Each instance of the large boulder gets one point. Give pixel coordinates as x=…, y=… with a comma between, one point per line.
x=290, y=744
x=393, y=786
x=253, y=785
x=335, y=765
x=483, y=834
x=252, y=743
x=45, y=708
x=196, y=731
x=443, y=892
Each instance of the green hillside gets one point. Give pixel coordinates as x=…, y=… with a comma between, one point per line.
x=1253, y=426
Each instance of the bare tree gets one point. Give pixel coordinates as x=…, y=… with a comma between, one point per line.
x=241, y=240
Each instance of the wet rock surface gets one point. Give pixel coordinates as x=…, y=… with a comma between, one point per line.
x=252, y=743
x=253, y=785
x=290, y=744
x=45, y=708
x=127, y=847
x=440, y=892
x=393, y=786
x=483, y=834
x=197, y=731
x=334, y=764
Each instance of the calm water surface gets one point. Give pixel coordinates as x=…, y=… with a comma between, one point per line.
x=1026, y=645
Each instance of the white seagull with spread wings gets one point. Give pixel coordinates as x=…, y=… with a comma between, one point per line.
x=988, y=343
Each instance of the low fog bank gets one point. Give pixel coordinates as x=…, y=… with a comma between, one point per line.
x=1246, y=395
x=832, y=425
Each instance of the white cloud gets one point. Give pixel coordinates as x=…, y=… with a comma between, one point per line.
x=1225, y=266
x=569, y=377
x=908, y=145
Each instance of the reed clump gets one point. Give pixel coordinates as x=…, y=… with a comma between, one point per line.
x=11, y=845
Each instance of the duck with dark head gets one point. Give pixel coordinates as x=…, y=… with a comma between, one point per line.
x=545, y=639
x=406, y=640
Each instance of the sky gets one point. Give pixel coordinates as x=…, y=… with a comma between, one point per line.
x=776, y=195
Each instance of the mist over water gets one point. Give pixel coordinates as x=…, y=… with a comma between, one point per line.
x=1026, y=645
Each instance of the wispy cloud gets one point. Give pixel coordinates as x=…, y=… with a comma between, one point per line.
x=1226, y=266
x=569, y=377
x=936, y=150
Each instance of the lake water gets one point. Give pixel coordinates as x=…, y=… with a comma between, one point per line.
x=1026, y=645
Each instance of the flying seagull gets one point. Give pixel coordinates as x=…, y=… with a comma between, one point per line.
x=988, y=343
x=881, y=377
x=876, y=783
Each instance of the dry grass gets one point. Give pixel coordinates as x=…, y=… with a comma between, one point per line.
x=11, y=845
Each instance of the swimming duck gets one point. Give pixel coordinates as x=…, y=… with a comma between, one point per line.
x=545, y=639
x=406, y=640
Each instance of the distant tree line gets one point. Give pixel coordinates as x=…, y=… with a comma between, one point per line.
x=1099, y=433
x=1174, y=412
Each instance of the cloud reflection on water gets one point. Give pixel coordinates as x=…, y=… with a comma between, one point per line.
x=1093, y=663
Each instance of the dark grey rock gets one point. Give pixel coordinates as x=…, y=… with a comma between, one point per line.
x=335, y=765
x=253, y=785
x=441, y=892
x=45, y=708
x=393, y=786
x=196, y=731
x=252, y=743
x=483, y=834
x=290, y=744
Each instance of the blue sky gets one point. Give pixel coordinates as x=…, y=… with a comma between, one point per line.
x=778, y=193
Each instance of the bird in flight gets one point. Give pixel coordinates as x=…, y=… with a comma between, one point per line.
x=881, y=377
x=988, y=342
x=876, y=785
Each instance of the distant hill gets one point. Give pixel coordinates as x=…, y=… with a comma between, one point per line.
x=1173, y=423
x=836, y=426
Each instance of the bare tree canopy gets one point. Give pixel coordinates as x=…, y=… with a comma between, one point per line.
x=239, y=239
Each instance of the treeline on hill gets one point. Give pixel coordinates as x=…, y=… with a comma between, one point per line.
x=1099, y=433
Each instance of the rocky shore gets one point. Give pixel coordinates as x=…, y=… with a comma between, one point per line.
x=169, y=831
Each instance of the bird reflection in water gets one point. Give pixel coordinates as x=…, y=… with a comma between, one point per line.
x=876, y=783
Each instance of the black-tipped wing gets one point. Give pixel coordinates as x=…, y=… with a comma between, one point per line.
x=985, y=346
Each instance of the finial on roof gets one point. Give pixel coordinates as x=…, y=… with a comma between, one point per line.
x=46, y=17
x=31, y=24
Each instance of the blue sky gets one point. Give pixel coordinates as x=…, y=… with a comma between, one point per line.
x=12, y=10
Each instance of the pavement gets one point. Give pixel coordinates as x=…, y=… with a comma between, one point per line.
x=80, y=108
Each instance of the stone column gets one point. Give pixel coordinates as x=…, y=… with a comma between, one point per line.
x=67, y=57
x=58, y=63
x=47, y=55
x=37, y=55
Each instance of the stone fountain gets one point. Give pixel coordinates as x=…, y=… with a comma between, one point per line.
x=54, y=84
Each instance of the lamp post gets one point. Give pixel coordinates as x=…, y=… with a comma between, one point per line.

§ **ACTIVITY**: Each line above must be retyped exactly.

§ **SOLVED EXERCISE**:
Each instance of the large boulder gets one point. Give pixel coordinates as x=…, y=… with a comma between, one point per line.
x=290, y=744
x=393, y=786
x=253, y=785
x=335, y=765
x=483, y=834
x=252, y=743
x=45, y=708
x=196, y=731
x=443, y=892
Each instance of the green hillside gets one point. Give pixel coordinates as x=…, y=… with a comma between, one point per line.
x=1253, y=426
Each instance of the bare tree gets one point. Give pixel coordinates as x=…, y=… with a comma between, one point per line.
x=241, y=240
Each instance of the wet rock surface gets one point. Give pixel coordinates as x=…, y=… with a comma between, one point per line.
x=252, y=743
x=253, y=785
x=290, y=744
x=45, y=708
x=127, y=847
x=440, y=892
x=393, y=786
x=483, y=834
x=197, y=731
x=334, y=764
Each instance of the calm water surface gets one point. Give pixel coordinates as x=…, y=… with a comma between, one point per line.
x=1026, y=645
Each instance of the white seagull with spread wings gets one point. Give pixel coordinates as x=…, y=… with a comma between, one point per line.
x=988, y=343
Each instance of the low fog bank gets one point. Give pixel coordinates as x=…, y=… with a comma between, one point per line.
x=1246, y=395
x=832, y=425
Each instance of the white cloud gets one point. Give pixel coordinates as x=…, y=… with a comma between, one point per line.
x=1225, y=266
x=569, y=377
x=908, y=145
Each instance of the reed clump gets one point. Give pixel coordinates as x=…, y=… with a comma between, one point per line.
x=11, y=845
Each instance of the duck with dark head gets one point. Give pixel coordinates as x=…, y=… with a comma between, one point per line.
x=545, y=639
x=406, y=640
Each instance of the sky gets one point. Give pixel coordinates as x=…, y=… with a comma between, one point per line.
x=776, y=195
Each instance of the mist over water gets one point. Give pixel coordinates as x=…, y=… with a comma between, one point per line.
x=1026, y=645
Each instance of the wispy cloud gets one point. Give pixel coordinates as x=…, y=… with a comma between, one point per line.
x=1226, y=266
x=569, y=377
x=936, y=150
Each instance of the lake water gets one point. Give pixel coordinates as x=…, y=… with a comma between, one point per line.
x=1026, y=645
Each instance of the flying seagull gets one point. Give pixel coordinates as x=…, y=… with a comma between, one point per line.
x=988, y=343
x=881, y=377
x=876, y=783
Each instance of the dry grass gets one point. Give pixel coordinates as x=…, y=… with a comma between, one point per line.
x=11, y=845
Each instance of the swimming duck gets one point. Give pixel coordinates as x=…, y=… with a comma between, one point per line.
x=545, y=639
x=406, y=640
Each instance of the distant tree line gets one point. Give pixel coordinates as x=…, y=… with a comma between, one point per line.
x=1099, y=433
x=1174, y=412
Each instance of the cloud reflection on water gets one point. Give pixel coordinates as x=…, y=… with a comma between, one point per line.
x=1093, y=663
Each instance of the dark grey rock gets one point. Give pixel coordinates as x=…, y=… with a comma between, one point per line.
x=335, y=765
x=253, y=785
x=441, y=892
x=45, y=708
x=393, y=786
x=196, y=731
x=252, y=743
x=483, y=834
x=290, y=744
Each instance of the blue sky gets one point. Give pixel coordinates as x=…, y=… with a comma between, one point per line.
x=778, y=193
Each instance of the bird in flight gets one point. Give pixel coordinates as x=…, y=… with a comma between, one point per line.
x=881, y=377
x=988, y=342
x=876, y=785
Each instance of the distant hill gets one point. Give pixel coordinates as x=…, y=… with a comma between, one point per line.
x=1173, y=423
x=836, y=426
Each instance of the bare tree canopy gets one point. Give pixel coordinates as x=…, y=… with a comma between, one point per line.
x=239, y=239
Each instance of the treeline on hill gets one point. Give pixel coordinates as x=…, y=… with a comma between, one point per line.
x=1099, y=433
Each instance of the rocky shore gets one point. Give pixel coordinates as x=…, y=… with a comma between, one point per line.
x=169, y=831
Each instance of the bird reflection in water gets one point. Give pixel coordinates as x=…, y=… with a comma between, one point per line.
x=876, y=783
Each instance of the black-tipped wing gets one point. Give pixel coordinates as x=…, y=… with a comma between, one point per line.
x=985, y=346
Each instance of the finial on roof gets one point. Give pixel coordinates as x=…, y=… with a comma between, one point per line.
x=46, y=17
x=31, y=24
Each instance of the blue sky gets one point. Give pixel coordinates as x=…, y=… with a comma between, one point per line.
x=12, y=10
Each instance of the pavement gets one point. Give pixel coordinates as x=…, y=… with a comma between, one point per line.
x=80, y=108
Each instance of the stone column gets one point. Give pixel coordinates as x=…, y=… with a comma between, one point per line.
x=67, y=57
x=58, y=63
x=47, y=55
x=37, y=55
Each instance of the stone fountain gets one point. Give pixel coordinates as x=…, y=… with a comma between, one point per line.
x=54, y=84
Each instance of the lamp post gets one point. Give pixel coordinates as x=…, y=… with a comma between, one point per line.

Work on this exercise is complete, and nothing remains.